---------- Data rows
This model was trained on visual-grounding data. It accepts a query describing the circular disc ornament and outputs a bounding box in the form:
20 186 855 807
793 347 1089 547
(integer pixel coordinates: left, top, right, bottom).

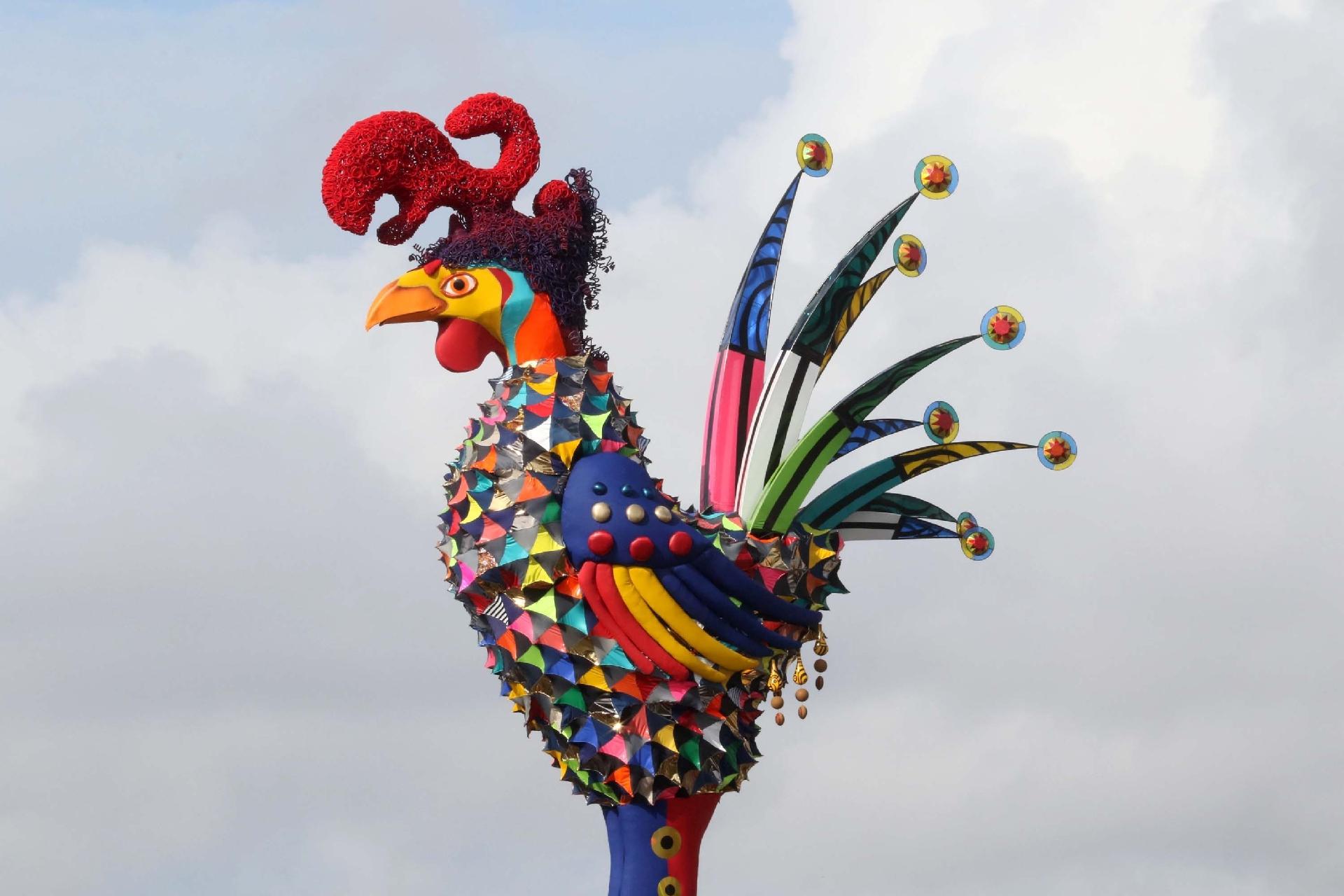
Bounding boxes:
1036 430 1078 470
797 134 834 177
961 525 995 560
891 234 929 276
925 402 961 444
980 305 1027 352
916 156 958 199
--------------------
Aim: Copy the listing above line for line without changing anything, and leave any pictures out of your answer.

Worked solution:
This model was trained on visual-grounding data. It accepts a query describing the circular disc ornament and outputs a bounding box in the form:
20 186 855 807
793 347 1089 547
(integer pixel coordinates: left, top, right, bottom).

Bounding boxes:
1036 430 1078 470
797 134 834 177
961 525 995 560
891 234 929 276
925 402 961 444
980 305 1027 352
916 156 958 199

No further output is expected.